| Exercise requirements |
Copy the items word for word, from the line with "trace dirt ground" up to and including the line with "131 88 L 134". Leave out the pictures.

****************************************

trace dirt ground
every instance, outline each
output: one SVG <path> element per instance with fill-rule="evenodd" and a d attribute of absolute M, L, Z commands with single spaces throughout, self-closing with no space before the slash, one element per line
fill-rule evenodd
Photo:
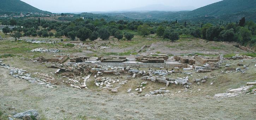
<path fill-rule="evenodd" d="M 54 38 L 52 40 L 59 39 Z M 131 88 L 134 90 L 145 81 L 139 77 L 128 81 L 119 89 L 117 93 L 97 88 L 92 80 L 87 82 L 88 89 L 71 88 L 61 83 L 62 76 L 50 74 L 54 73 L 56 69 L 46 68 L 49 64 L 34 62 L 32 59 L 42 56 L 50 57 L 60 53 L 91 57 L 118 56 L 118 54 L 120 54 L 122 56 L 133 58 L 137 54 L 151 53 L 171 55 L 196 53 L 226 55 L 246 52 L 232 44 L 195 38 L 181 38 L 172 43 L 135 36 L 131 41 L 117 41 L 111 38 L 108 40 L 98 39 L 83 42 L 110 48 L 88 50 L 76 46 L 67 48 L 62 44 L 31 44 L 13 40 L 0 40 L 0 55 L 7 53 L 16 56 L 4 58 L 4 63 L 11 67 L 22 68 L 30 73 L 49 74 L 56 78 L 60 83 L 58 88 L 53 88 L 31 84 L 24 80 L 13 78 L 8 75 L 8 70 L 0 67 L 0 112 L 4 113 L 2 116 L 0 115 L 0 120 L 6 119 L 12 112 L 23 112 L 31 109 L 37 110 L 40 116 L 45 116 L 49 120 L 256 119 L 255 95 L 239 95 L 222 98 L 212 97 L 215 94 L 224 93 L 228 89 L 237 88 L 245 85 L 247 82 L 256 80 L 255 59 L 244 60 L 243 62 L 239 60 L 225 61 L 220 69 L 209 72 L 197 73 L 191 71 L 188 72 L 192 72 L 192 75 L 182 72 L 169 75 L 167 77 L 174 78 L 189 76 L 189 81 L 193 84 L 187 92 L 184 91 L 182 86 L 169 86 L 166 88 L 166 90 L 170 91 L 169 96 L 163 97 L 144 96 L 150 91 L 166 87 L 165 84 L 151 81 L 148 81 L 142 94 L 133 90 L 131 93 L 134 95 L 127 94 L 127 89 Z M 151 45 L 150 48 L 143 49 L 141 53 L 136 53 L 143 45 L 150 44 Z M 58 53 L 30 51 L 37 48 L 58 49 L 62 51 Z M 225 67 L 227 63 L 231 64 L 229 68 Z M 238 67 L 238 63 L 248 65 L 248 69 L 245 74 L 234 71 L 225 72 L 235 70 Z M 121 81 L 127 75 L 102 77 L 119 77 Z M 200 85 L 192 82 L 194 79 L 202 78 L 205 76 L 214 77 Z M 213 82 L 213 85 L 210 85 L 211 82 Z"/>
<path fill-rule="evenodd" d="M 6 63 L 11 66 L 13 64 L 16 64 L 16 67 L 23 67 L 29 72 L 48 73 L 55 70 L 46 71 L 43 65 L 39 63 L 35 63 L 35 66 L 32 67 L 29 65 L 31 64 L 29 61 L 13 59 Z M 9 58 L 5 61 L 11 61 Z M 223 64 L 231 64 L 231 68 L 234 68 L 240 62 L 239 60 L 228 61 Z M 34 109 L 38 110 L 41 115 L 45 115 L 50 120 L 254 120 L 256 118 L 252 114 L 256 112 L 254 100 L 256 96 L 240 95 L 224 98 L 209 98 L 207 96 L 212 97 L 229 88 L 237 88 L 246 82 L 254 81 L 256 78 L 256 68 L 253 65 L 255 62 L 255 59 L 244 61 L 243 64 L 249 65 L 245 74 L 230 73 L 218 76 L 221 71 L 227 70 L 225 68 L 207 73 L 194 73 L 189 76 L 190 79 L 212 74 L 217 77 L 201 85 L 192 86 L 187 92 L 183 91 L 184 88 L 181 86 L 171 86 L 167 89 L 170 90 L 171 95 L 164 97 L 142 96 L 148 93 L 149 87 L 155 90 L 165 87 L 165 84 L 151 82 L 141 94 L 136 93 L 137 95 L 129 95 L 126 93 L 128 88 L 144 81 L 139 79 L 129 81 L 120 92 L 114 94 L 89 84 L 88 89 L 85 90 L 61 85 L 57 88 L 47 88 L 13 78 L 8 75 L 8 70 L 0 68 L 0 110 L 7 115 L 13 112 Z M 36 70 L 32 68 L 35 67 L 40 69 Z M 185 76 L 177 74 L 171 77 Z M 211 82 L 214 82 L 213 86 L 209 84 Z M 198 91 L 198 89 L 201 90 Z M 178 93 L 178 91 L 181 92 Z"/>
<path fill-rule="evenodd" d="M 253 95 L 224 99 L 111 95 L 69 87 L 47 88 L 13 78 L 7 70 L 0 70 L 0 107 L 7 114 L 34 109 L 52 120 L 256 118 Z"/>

****************************************

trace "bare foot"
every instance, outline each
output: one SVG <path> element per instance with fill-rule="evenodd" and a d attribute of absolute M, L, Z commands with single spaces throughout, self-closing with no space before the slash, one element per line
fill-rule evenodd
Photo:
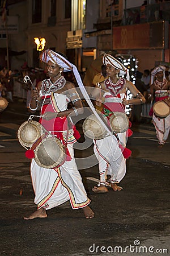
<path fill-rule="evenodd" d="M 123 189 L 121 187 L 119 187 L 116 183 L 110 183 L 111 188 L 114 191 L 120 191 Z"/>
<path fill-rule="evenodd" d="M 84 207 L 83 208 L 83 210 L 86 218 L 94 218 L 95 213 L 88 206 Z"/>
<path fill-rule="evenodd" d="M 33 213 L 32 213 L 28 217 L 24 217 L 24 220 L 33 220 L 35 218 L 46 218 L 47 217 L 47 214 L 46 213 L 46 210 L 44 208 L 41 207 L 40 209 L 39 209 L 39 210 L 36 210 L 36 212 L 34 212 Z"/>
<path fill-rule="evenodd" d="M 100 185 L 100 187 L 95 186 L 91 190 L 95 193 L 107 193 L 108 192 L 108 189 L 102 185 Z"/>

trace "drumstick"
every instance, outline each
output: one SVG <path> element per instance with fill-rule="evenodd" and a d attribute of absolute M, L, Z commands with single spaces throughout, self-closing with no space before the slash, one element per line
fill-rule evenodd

****************************************

| Result of the task |
trace dirt ground
every instance, outline each
output: one SVG <path> element per instance with fill-rule="evenodd" and a d attribute of absolute M, L, Z commands with single spaces throughout, self-closing with no space before the slash, one element per line
fill-rule evenodd
Photo:
<path fill-rule="evenodd" d="M 54 38 L 52 40 L 59 39 Z M 131 88 L 134 90 L 145 81 L 139 77 L 128 81 L 119 89 L 117 93 L 97 88 L 92 80 L 87 82 L 88 89 L 71 88 L 61 83 L 62 76 L 50 74 L 54 73 L 56 69 L 46 68 L 49 64 L 34 62 L 32 59 L 42 56 L 50 57 L 60 53 L 91 57 L 118 56 L 118 54 L 120 54 L 122 56 L 133 58 L 137 54 L 151 53 L 171 55 L 196 53 L 226 55 L 246 52 L 232 44 L 195 38 L 181 38 L 172 43 L 135 36 L 131 41 L 117 41 L 111 38 L 108 40 L 98 39 L 83 42 L 110 48 L 88 50 L 76 46 L 67 48 L 62 44 L 31 44 L 13 40 L 0 40 L 0 55 L 7 53 L 16 56 L 4 58 L 4 63 L 11 67 L 22 68 L 30 73 L 49 74 L 56 78 L 60 83 L 58 88 L 53 88 L 31 84 L 24 80 L 13 78 L 8 75 L 8 70 L 0 67 L 0 112 L 4 113 L 2 116 L 0 115 L 0 120 L 6 119 L 12 112 L 23 112 L 31 109 L 37 110 L 40 116 L 45 116 L 49 120 L 256 119 L 255 95 L 239 95 L 222 98 L 212 97 L 215 94 L 224 93 L 228 89 L 237 88 L 245 85 L 247 82 L 256 80 L 255 59 L 244 60 L 243 62 L 239 60 L 225 61 L 220 69 L 209 72 L 197 73 L 191 71 L 188 72 L 192 72 L 192 75 L 182 72 L 169 75 L 167 77 L 174 78 L 189 76 L 189 81 L 193 84 L 187 92 L 184 91 L 182 86 L 169 86 L 166 88 L 166 90 L 170 91 L 169 96 L 163 97 L 144 96 L 150 91 L 166 87 L 165 84 L 151 81 L 148 81 L 142 94 L 133 90 L 131 93 L 134 95 L 127 94 L 127 89 Z M 151 45 L 150 48 L 143 49 L 141 53 L 136 53 L 143 45 L 150 44 Z M 58 53 L 30 51 L 37 48 L 58 49 L 62 51 Z M 225 67 L 227 63 L 231 64 L 229 68 Z M 238 67 L 238 63 L 248 65 L 248 69 L 245 74 L 234 71 L 225 72 L 235 70 Z M 121 81 L 127 75 L 102 77 L 119 77 Z M 200 85 L 192 82 L 194 79 L 202 78 L 205 76 L 214 77 Z M 213 82 L 213 85 L 210 85 L 211 82 Z"/>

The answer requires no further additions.